**** Passage to read

CHICAGO — The messages that worked to persuade unvaccinated people to roll up their sleeves this spring may not work anymore. That’s according to new survey research, which also finds some pro-vaccine messages can backfire and lead to greater hesitancy.
The study was conducted by Civis Analytics — a Chicago-based technology company focused on data-driven audience campaigns. Throughout the COVID-19 pandemic, the group has been advising state public health officials and other entities on effectively promoting COVID-19 measures, like mask-wearing and vaccines.
The new findings also suggest that it’s more important now, than ever, to consider that the roughly 1 in 3 eligible U.S. residents who remain unvaccinated are not homogenous.
“They are diverse, they have different concerns, they come from different places,” says Crystal Son, an epidemiologist turned data scientist and healthcare analytics director for Civis Analytics.
“In order to convince people, you have to actually use the data to understand those people and not simply assume you know what they’ll be responsive to,” Son adds. “And what works for everybody, on average, is often different from what works for smaller subgroups of that population.”
Earlier this year — before the Delta variant emerged and mask mandates took effect — the most persuasive pro-vaccine messages were those that highlighted activities vaccinated people would be able to enjoy again, like concerts and international travel, Son says.
Messages emphasizing vaccines as a personal choice — and encouraging people to learn more — were also persuasive for many people earlier on.
But now, the messages most likely to be effective, across the board, are those focused on the need to protect children who are too young to be vaccinated — and also those emphasizing the financial costs associated with a COVID hospitalization.
Civis Analytics’ latest study involved 5,111 unvaccinated U.S. adults who participated in an online survey between Aug. 19 and Sept. 8, 2021.

********

> **Work instruction 1**:
Answer these questions from the vaccine messaging article:
(a) In what city is Civis Analytics based?
(b) How many unvaccinated U.S. adults took part in the latest study?
(c) What title does Crystal Son hold at Civis Analytics?
> **Work instruction 2**: Carry on the vaccine messaging article from its last sentence.
The data are not needed for this work.

**** Dataset extract

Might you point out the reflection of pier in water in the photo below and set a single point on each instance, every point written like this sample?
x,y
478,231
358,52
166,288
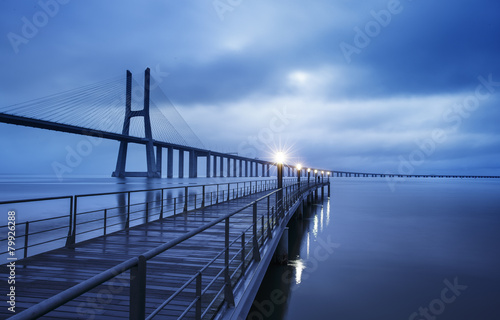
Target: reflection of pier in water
x,y
281,280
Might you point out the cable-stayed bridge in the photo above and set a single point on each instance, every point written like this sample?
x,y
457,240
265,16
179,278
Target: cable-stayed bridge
x,y
123,110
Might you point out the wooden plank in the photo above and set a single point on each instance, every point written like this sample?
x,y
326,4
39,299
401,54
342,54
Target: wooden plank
x,y
44,275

********

> **Exercise result 1**:
(a) Chicago
(b) 5,111
(c) Healthcare analytics director

> **Exercise result 2**:
Participants were then asked about their intent to get vaccinated, and researchers calculated the impact of different messaging approaches, compared to the control group.
“We borrow a lot of the principles of randomized controlled trial frameworks [used in] pharmaceuticals and medical testing,” Son says.
This kind of scientific approach to understanding vaccine hesitancy is important, she says, because when people are asked what’s keeping them from getting vaccinated, many will cite concerns about vaccine safety.
“Yet when we test this kind of message using our framework, we find that that message is usually at best ineffective — so it doesn’t persuade anybody to get vaccinated,” Son says, “and in a lot of cases, it actually can cause something called negative backlash” — which means the person is less likely to say they’ll get the vaccine after seeing the message.
Other messages that appear to cause negative backlash include those that present alarming COVID statistics or share a personal story of an unvaccinated person dying of COVID and wishing they’d been vaccinated.
One of the biggest takeaways from the new research is that the most persuasive messages have changed, Son says.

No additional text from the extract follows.